*CONSIGNE 1*. Transcrivez fidèlement, dans l'article sur le permis de conduire, le passage allant de « Géolocalisation » jusqu'à « l’exception des autoroutes. ».

*ARTICLE*.
━━━━━━

Développement de l'enfant

Permis de conduire : mode d’emploi parental

Même si la voiture n’a plus le prestige d’antan auprès des jeunes, le permis de conduire reste pour beaucoup de nos grand·es ados un passage obligé vers l’autonomie. Révision du véhicule avant d’emprunter la route qui mène à l’obtention de ce fameux sésame en compagnie d’un instructeur d’auto-école chevronné et de quelques parents.

Compteur kilométrique

Filière libre ou auto-école ? Question habituelle qui émerge lorsque les grand·es ados se décident à passer leur permis de conduire. Pour nous éclairer, nous sommes allés sonder Jeff Nicaise, instructeur d’auto-école depuis vingt-quatre ans. On s’attendait à ce qu’il nous vante les mérites de l’auto-école. En fait, il est beaucoup plus nuancé.
« Non, je ne prêche pas pour ma chapelle. Pour moi, l’idéal, c’est de panacher. Au début, genre six heures d’auto-école pour avoir les bonnes bases. Ensuite, beaucoup de filière libre. Et enfin, avant de passer le pratique, un cours ou deux pour gommer les imperfections et se mettre dans le moule de l’examen ». Ce mélange est assez prisé. En Wallonie, il séduit quasiment un jeune conducteur ou une jeune conductrice sur quatre. À Bruxelles, ça grimpe à un·e sur trois.
« Franchement, apprendre à Emma des rudiments de conduite, c’était au-dessus de mes forces et de mes compétences. Elle a fait un peu d’auto-école et puis, j’ai pris le relais. C’était plus rassurant ». Étienne est satisfait de la formule panachée, Emma a réussi du premier coup le théorique et le pratique. « Mais on a beaucoup roulé », affirme le papa.
Le nombre de kilomètres parcourus durant l’écolage, c’est la clé du succès selon Jeff Nicaise. « En filière libre, il y a une obligation de faire au moins 1 500 kilomètres à consigner dans un roadbook. Plus ce roadbook est rempli, moins il y a d’échecs. Le taux de réussite est de 80% pour celui ou celle qui a roulé 3 000 kilomètres. À l’inverse, à Bruxelles et en Wallonie, il existe un système d’accès direct qui permet de passer son permis après avoir suivi trente heures d’auto-école. Cela peut paraître beaucoup, mais, au bout du compte, s’il y a les connaissances, il y a un manque d’expérience. Les résultats sont moins bons ».
L’accès direct n’est pas non plus plébiscité par VIAS, l’institut de sécurité routière. Dans une analyse publiée en 2022, il émet de sérieux « doutes quant à la capacité d’un conducteur à appréhender tous les dangers de la circulation après avoir seulement roulé pendant trente heures, d’autant que ces heures incluent des manœuvres. Elles sont par ailleurs prestées en journée pendant la semaine, ce qui ne permet pas au candidat de faire face à toutes les conditions de conduite. Cette formule n’existe d’ailleurs pas en Flandre ».      

Géolocalisation

« Le permis de conduire, Louis va le passer à Marche-en-Famenne. Il paraît qu’ils sont plus cools qu’à Namur ». Alexandra a validé l’option de son fils après avoir sondé quelques ami·es. Vrai ou pas ? On verra à l’usage, ce sera dans le courant du mois de septembre. Cela dit, il y a une petite mise en garde liée au choix de l’endroit où on passe son permis. Jeff Nicaise, notre instructeur, souligne que le Code de la route a été en partie régionalisé depuis 2015. Ainsi, les trois régions sont libres de fixer les limitations de vitesse, à l’exception des autoroutes.

━━━━━━

*CONSIGNE 2*. Montrez, en les recopiant telles quelles, toutes les lignes de la liste ci-dessous qui contiennent la chaîne « walking ». Respectez la casse.

━━━━━━

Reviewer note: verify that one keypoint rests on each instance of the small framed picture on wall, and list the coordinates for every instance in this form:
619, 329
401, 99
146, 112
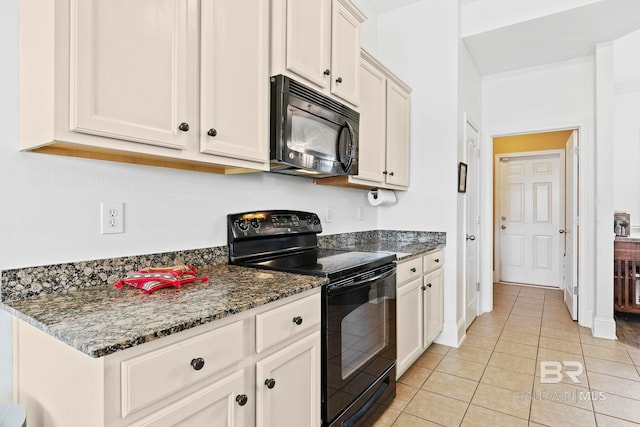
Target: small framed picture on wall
462, 177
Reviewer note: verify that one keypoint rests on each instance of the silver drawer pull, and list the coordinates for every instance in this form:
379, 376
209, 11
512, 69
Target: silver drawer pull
197, 363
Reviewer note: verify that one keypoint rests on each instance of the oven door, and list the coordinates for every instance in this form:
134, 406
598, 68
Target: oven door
359, 345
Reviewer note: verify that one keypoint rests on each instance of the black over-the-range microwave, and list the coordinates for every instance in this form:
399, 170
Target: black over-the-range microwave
311, 134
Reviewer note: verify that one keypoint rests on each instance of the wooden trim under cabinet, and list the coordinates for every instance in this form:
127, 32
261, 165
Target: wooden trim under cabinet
97, 153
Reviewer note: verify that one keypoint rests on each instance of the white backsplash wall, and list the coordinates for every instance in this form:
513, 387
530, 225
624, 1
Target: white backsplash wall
55, 207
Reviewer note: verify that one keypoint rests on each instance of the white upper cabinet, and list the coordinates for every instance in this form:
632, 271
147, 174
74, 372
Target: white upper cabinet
384, 131
130, 70
398, 138
373, 123
345, 52
234, 84
318, 43
175, 83
308, 40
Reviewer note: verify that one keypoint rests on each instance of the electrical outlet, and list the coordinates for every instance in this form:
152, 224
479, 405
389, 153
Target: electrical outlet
111, 218
328, 214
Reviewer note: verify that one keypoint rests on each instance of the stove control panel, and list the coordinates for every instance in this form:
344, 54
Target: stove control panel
272, 223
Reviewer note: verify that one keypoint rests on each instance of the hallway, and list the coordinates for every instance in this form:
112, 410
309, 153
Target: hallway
494, 378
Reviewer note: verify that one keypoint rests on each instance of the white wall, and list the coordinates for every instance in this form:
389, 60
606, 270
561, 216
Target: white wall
419, 43
8, 135
469, 108
626, 139
554, 96
485, 15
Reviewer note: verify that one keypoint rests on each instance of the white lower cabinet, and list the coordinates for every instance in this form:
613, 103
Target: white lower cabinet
419, 307
288, 385
209, 375
217, 404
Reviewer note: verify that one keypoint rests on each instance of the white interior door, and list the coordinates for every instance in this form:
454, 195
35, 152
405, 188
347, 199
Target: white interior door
529, 217
472, 223
570, 259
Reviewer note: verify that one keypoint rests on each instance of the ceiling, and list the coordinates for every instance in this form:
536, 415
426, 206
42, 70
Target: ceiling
552, 38
557, 37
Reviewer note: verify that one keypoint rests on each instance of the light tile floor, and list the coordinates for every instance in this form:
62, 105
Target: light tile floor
494, 378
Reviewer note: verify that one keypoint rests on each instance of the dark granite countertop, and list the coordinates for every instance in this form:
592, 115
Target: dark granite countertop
77, 303
102, 319
405, 244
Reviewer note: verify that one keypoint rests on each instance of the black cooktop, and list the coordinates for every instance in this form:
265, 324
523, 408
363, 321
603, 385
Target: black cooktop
330, 263
287, 241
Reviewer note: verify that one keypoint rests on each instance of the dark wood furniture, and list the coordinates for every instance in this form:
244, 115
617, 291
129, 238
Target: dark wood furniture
626, 275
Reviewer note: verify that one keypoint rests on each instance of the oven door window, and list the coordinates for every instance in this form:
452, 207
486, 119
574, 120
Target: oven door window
360, 339
364, 333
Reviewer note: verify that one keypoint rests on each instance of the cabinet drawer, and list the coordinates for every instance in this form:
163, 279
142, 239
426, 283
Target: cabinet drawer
409, 270
433, 260
149, 377
279, 324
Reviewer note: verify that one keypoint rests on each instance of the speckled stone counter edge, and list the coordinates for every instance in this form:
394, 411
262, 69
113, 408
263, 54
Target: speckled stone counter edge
404, 243
49, 279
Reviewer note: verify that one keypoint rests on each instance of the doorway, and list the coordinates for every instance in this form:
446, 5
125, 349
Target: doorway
540, 170
528, 217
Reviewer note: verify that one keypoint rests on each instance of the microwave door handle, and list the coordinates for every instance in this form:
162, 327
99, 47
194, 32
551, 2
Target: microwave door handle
349, 152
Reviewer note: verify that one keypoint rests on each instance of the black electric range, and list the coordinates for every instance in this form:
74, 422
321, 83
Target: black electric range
358, 307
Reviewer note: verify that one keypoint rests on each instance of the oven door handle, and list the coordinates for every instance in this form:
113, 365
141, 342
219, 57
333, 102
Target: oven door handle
339, 287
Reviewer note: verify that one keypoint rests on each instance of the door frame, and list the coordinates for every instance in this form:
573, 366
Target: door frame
477, 178
583, 124
496, 217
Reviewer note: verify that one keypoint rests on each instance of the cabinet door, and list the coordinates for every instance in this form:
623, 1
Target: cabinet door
345, 54
293, 396
433, 315
409, 324
133, 73
234, 79
219, 404
308, 40
398, 135
371, 142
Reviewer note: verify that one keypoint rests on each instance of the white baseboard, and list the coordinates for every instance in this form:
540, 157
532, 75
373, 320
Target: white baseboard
604, 327
452, 335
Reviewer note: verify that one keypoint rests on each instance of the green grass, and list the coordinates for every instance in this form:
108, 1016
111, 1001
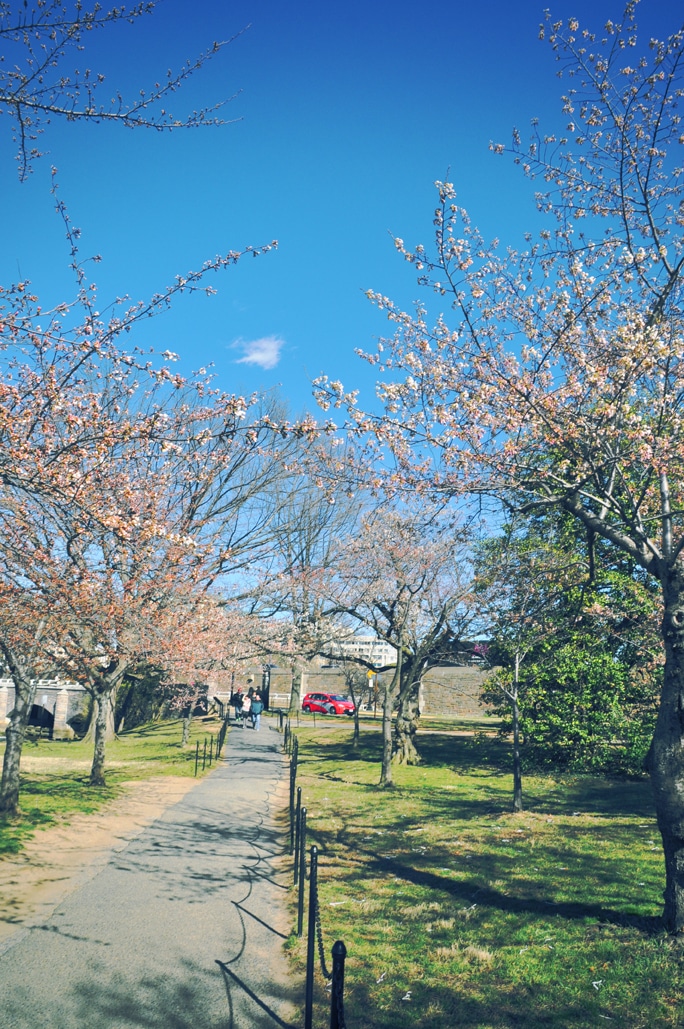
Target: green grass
479, 917
55, 774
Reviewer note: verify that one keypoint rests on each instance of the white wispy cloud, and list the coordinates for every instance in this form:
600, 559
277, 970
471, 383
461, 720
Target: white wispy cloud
264, 352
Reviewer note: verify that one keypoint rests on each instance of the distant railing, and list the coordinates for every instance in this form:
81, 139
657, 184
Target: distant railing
315, 930
208, 756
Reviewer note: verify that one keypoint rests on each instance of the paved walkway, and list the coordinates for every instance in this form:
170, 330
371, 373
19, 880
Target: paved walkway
182, 929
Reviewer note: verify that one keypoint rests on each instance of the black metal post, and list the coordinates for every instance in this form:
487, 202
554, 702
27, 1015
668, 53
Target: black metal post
302, 871
293, 779
311, 942
337, 995
297, 818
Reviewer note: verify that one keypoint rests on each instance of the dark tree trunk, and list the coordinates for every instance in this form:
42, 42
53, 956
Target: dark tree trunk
187, 718
103, 704
668, 752
405, 724
105, 698
408, 712
517, 769
14, 734
295, 693
515, 712
386, 773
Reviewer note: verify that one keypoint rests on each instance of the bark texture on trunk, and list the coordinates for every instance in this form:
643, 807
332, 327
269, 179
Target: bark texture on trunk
405, 726
25, 693
187, 718
295, 693
408, 712
517, 768
515, 712
668, 752
386, 772
102, 702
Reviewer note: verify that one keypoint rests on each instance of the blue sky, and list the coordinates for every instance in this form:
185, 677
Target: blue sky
348, 113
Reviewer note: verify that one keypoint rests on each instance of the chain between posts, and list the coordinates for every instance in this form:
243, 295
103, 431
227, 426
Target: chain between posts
315, 934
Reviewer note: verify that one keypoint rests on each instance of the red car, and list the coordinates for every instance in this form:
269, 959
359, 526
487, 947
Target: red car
327, 704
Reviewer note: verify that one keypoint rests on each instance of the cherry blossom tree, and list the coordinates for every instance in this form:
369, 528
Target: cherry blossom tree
38, 82
553, 378
404, 575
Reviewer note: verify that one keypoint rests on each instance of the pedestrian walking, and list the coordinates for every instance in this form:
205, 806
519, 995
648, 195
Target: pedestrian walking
247, 703
256, 709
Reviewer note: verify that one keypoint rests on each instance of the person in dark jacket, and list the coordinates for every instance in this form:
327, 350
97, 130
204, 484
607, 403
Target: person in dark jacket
256, 709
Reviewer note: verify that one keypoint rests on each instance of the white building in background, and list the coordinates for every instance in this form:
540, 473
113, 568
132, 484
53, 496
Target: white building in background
377, 652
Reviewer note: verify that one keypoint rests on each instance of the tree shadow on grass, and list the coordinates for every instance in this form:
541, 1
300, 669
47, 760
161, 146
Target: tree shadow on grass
490, 758
438, 1007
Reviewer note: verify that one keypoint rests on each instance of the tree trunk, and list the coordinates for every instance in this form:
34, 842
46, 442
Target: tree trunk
405, 725
25, 692
517, 769
295, 693
105, 698
386, 773
187, 718
103, 703
668, 752
109, 728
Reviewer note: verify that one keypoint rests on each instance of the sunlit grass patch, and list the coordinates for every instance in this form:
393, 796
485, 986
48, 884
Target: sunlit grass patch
456, 912
55, 774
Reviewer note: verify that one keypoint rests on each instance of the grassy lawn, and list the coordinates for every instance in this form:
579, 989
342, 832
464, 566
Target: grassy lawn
457, 913
55, 773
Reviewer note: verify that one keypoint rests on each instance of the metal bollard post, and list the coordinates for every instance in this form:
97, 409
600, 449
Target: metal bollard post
311, 942
297, 819
293, 779
337, 995
302, 872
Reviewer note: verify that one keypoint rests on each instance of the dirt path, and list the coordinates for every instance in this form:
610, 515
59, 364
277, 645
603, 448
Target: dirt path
60, 858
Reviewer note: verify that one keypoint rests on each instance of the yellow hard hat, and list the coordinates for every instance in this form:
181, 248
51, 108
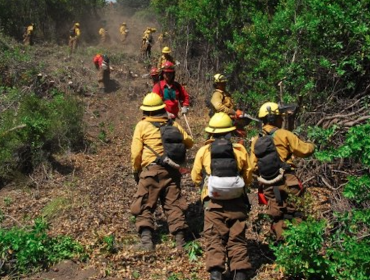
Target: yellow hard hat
166, 50
219, 78
220, 123
269, 108
152, 102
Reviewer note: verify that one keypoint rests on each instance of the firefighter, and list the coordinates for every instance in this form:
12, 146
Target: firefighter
278, 181
103, 33
163, 39
28, 35
147, 42
123, 31
173, 94
221, 168
74, 35
221, 100
156, 179
154, 74
165, 56
101, 62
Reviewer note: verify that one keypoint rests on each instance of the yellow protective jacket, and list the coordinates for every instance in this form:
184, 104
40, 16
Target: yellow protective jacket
29, 30
102, 32
77, 32
162, 60
123, 30
146, 133
222, 102
287, 144
202, 163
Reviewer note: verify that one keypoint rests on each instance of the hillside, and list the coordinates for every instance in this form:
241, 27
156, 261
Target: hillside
86, 193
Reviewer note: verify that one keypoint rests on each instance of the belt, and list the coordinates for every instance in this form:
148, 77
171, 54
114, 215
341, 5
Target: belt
150, 164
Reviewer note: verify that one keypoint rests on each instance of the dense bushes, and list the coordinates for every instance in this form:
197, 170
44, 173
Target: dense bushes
339, 247
32, 128
320, 47
34, 122
24, 249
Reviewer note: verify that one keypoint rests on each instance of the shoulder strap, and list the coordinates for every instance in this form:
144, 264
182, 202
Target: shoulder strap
264, 132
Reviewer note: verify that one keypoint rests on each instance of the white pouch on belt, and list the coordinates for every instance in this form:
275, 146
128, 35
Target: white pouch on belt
225, 188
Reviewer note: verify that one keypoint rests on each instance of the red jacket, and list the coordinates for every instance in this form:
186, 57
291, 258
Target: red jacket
98, 60
171, 95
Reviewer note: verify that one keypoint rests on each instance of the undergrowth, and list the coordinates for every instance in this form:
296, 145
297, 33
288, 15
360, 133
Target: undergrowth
27, 249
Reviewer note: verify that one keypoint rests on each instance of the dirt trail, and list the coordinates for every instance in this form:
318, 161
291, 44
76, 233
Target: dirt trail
87, 195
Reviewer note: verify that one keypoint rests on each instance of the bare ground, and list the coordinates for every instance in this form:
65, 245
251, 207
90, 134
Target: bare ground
87, 194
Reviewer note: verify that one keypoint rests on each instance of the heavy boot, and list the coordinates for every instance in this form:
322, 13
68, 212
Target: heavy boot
180, 239
216, 274
240, 275
146, 243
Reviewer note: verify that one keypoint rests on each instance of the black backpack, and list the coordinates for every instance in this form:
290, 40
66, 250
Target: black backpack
72, 32
268, 160
223, 163
172, 140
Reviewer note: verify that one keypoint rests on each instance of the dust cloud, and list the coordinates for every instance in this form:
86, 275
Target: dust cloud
112, 16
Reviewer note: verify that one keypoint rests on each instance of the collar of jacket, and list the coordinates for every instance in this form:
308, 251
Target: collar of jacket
268, 127
223, 92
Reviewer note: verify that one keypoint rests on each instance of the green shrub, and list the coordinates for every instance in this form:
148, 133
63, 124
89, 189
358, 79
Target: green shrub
30, 248
32, 128
302, 254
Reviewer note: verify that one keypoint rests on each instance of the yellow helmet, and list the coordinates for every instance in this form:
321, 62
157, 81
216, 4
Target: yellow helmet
220, 123
219, 78
166, 50
152, 102
269, 108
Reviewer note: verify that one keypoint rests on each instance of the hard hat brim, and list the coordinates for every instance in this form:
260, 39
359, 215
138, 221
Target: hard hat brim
219, 130
152, 108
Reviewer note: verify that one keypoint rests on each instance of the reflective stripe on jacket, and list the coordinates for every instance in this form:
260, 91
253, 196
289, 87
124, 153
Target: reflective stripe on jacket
287, 144
222, 102
146, 133
203, 162
172, 105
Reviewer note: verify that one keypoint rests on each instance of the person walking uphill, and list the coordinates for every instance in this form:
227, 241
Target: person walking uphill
172, 93
101, 62
221, 101
224, 198
28, 35
271, 159
158, 146
74, 35
165, 56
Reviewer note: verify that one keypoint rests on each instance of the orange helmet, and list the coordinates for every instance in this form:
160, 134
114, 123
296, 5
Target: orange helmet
168, 67
154, 71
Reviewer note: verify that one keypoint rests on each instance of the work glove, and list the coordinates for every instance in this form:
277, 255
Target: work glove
184, 110
137, 177
170, 115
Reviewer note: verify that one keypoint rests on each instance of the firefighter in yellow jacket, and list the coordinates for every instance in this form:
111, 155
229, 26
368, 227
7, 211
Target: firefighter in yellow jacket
74, 35
280, 182
221, 100
157, 175
28, 35
166, 56
226, 206
123, 31
104, 35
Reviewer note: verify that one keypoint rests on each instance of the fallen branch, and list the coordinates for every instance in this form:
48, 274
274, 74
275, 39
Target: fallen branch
12, 129
352, 123
340, 116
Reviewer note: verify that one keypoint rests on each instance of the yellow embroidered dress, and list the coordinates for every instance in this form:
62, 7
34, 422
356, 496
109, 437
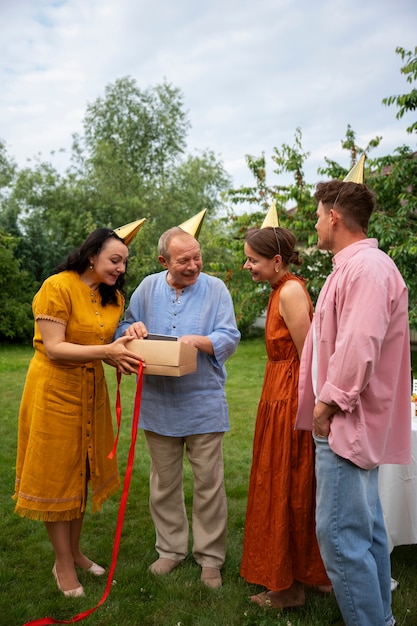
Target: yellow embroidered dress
65, 422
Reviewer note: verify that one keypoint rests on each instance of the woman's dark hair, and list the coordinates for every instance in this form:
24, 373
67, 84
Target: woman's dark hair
79, 259
270, 241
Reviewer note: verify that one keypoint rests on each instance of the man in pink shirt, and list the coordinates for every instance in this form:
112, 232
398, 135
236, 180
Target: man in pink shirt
354, 393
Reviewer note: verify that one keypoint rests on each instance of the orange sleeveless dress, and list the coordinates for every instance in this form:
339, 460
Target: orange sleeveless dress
280, 544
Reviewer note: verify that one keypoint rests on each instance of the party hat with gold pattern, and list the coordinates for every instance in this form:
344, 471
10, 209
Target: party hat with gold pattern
193, 225
356, 174
271, 218
128, 231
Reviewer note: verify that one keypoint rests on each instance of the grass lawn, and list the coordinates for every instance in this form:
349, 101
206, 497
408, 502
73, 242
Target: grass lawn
28, 590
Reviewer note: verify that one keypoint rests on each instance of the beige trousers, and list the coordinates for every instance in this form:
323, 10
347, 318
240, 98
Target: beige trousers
167, 506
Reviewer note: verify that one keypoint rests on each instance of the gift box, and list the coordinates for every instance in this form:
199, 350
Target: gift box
164, 357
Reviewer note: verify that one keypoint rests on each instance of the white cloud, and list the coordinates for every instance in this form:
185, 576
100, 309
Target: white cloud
251, 72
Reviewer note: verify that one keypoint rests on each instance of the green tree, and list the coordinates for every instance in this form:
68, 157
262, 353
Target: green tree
16, 322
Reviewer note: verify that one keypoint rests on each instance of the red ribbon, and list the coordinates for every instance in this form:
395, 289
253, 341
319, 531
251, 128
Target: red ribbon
44, 621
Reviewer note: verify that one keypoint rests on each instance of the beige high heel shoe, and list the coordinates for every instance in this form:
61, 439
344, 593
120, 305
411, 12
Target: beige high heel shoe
95, 569
78, 592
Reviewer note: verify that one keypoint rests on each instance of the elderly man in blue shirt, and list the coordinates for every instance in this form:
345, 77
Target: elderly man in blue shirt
189, 411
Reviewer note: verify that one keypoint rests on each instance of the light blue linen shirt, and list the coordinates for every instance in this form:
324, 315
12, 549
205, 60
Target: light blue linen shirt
195, 403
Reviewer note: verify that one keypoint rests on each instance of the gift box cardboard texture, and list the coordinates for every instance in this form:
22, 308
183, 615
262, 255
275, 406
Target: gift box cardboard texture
165, 358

━━━━━━

*RÉPONSE ATTENDUE 1*.
Géolocalisation

« Le permis de conduire, Louis va le passer à Marche-en-Famenne. Il paraît qu’ils sont plus cools qu’à Namur ». Alexandra a validé l’option de son fils après avoir sondé quelques ami·es. Vrai ou pas ? On verra à l’usage, ce sera dans le courant du mois de septembre. Cela dit, il y a une petite mise en garde liée au choix de l’endroit où on passe son permis. Jeff Nicaise, notre instructeur, souligne que le Code de la route a été en partie régionalisé depuis 2015. Ainsi, les trois régions sont libres de fixer les limitations de vitesse, à l’exception des autoroutes.

*RÉPONSE ATTENDUE 2*.
Reviewer note: verify that one keypoint rests on each instance of the pedestrian walking, and list the coordinates for every instance in this form:
Target: pedestrian walking
Reviewer note: verify that one keypoint rests on each instance of the person walking uphill, and list the coordinates for every instance in this form:
Target: person walking uphill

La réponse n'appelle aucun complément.